Your goal — Write out the material below again, line for line, without any images.
[[ Exercise materials, beginning ]]
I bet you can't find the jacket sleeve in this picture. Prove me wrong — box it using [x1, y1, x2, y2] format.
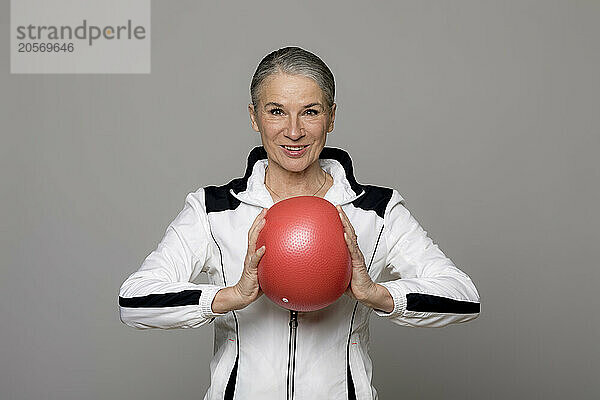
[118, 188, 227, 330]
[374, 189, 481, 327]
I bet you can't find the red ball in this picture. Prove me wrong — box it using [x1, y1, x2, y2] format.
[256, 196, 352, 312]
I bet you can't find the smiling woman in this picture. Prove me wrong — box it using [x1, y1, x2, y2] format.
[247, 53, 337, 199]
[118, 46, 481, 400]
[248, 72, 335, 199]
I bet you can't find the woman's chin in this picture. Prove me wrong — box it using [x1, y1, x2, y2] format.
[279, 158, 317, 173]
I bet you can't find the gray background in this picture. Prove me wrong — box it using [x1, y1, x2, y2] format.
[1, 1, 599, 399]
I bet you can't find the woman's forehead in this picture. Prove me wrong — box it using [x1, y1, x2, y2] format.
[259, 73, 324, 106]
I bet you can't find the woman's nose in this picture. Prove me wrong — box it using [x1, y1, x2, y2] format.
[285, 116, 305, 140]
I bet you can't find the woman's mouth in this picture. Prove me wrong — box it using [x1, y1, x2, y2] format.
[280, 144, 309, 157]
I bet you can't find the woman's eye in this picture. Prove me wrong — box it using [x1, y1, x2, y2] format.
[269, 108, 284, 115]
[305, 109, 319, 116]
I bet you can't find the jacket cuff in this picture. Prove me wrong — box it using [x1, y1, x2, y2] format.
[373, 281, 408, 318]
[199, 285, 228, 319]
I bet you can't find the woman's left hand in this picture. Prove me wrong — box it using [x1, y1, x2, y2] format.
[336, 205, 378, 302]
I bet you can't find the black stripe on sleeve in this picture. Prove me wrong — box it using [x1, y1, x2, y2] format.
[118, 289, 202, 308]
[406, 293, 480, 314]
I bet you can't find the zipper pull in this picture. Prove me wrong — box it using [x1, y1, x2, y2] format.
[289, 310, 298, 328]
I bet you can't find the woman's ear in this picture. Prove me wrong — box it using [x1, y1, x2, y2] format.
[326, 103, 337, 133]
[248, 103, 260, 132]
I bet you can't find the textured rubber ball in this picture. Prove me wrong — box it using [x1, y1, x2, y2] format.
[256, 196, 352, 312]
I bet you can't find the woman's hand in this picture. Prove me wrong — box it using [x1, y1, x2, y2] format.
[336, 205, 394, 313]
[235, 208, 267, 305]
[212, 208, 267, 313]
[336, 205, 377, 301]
[[ Exercise materials, end ]]
Solution to this problem —
I bet you can't find the jacket sleeve in this picture. Prove me wrong — box it using [x1, y1, x2, y2] format.
[118, 188, 227, 330]
[374, 189, 481, 327]
I bet you can't find the red ball in this picture. Prove me wrong — box it using [x1, y1, x2, y2] format.
[256, 196, 352, 312]
I bet you can't find the smiling woman in this picture. Prove me wrong — box it using [x1, y1, x2, y2] format.
[247, 53, 337, 199]
[118, 46, 481, 400]
[248, 72, 335, 199]
I bet you can't find the woman's chin in this picture. Prove me wrong — box it using [x1, y1, x2, y2] format.
[279, 158, 317, 173]
I bet you can't find the gray background in this picture. Prove me wrong — box it using [x1, y1, x2, y2] format.
[1, 1, 599, 399]
I bet you can't find the woman's forehead in this picture. Prove me wrong — box it using [x1, y1, x2, y2] format.
[259, 73, 324, 106]
I bet you can't find the woman's nose in this picture. Prove me wrong — box it using [x1, y1, x2, y2] format.
[285, 116, 305, 140]
I bet you can't find the woman's mouth in this picture. Prove me wrong — box it using [x1, y1, x2, y2] format.
[280, 144, 309, 157]
I bet you can't find the woman's eye in this picture. Prove me wrong — box it using [x1, y1, x2, y2] format.
[269, 108, 284, 115]
[305, 109, 319, 116]
I bet you can't find the jacket cuff in this picture. Prove me wrong — box it using [x1, y1, x2, y2] format.
[373, 281, 408, 318]
[199, 285, 228, 319]
I bet you can't find the woman's left hand in this picture. Prove me wrong — box it using [x1, y1, x2, y2] format.
[336, 205, 378, 302]
I bet you can't find the black stripe on sleeve in this picture. Prove me wrong — box it using [x1, y1, x2, y2] format.
[118, 289, 202, 308]
[406, 293, 480, 314]
I bet you can't find the zipper pull in this picture. Prove me wrong — box it using [x1, y1, x2, y2] format.
[289, 310, 298, 328]
I bet you can't find the woman's ear in this picture. Prove me wrong — box it using [x1, y1, x2, y2] format.
[326, 103, 337, 133]
[248, 103, 260, 132]
I bet you can't find the textured rubber ball in this picture. Prove me wrong — box it using [x1, y1, x2, y2] format.
[256, 196, 352, 312]
I bet you can't find the woman's hand in this picture. Prove me wrong — box it using [x1, y1, x2, y2] format.
[336, 205, 394, 313]
[235, 208, 267, 305]
[212, 208, 267, 313]
[336, 205, 377, 301]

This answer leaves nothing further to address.